START EXERCISE PASSAGE

There is no "sunset clause" for management models. [2]   We may stop using the model, but rarely do we repudiate it.  The model is still there, passive and invisible.  Occasionally it will "reactivate" without warning.  Someone will object to "strategy A" on the grounds that "I can't see what this has to do with excellence."  Everyone recognizes the term.  They know it as a value that corporation once valued.  So people are inclined to defer.  "Excellence.  Good point.  Let's move on."  Too bad.  Because "strategy A" was a good idea.

2.2  Excavate the local culture of the corporation. 


The local culture of the corporation has many sources: the vision of the founder, ideas introduced through mergers and acquisitions, cataclysmic events in the history of the corporation (public ones like the depression of the 1920s, and private ones like the time the CFO decamped with the corporate "playbook"), and the culture of the locality (Silicon Valley vs. New York City vs. Austin, Texas).  Here too we have a variety of old and new ideas pouring into the corporation.  The old live on.  The new recruit vigorously.  The corporation hums with a variety of ideas, some visible, all active. 

 

2.3  Excavate the culture of the component professions.

There are many professional paths to the business world.  People come up as engineers, MBAs, entrepreneurs, accountants, industrial designers, graphic designers, liberal arts graduates.  Each of these professions imbues the graduate with a certain way of seeing the world, of solving a problem (Khurana 2010).   (I did a project for a Canadian telecom and the marketer expressed her frustration with the engineers with whom we were working, "Every time I leave them in a room together, they start building a machine!")  In a perfect world, the corporation would achieve a miracle of ecumenical cooperation.  More often, certain professional cultures are given more influence than others.  So we need the various professional assumptions and the value hierarchy that distribute their power.

END EXERCISE PASSAGE
START DATA EXCERPTS

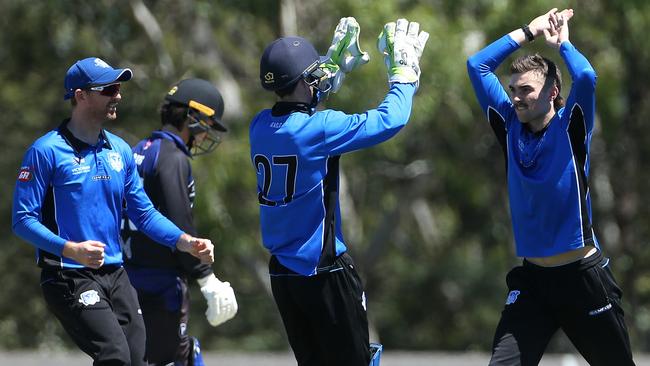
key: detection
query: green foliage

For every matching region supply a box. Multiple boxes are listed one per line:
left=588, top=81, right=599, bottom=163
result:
left=0, top=0, right=650, bottom=351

END DATA EXCERPTS

◆ PROBLEM 1: In the passage on corporate culture, what term do people recognize and defer to when someone objects to "strategy A"?
◆ PROBLEM 2: Rewrite the part of the passage on corporate culture that opens with the words containing "There is no" and closes with "a good idea.", switching "strategy A" to "strategy B".

◆ EXERCISE SOLUTION 1: Excellence.

◆ EXERCISE SOLUTION 2:
There is no "sunset clause" for management models. [2]   We may stop using the model, but rarely do we repudiate it.  The model is still there, passive and invisible.  Occasionally it will "reactivate" without warning.  Someone will object to "strategy B" on the grounds that "I can't see what this has to do with excellence."  Everyone recognizes the term.  They know it as a value that corporation once valued.  So people are inclined to defer.  "Excellence.  Good point.  Let's move on."  Too bad.  Because "strategy B" was a good idea.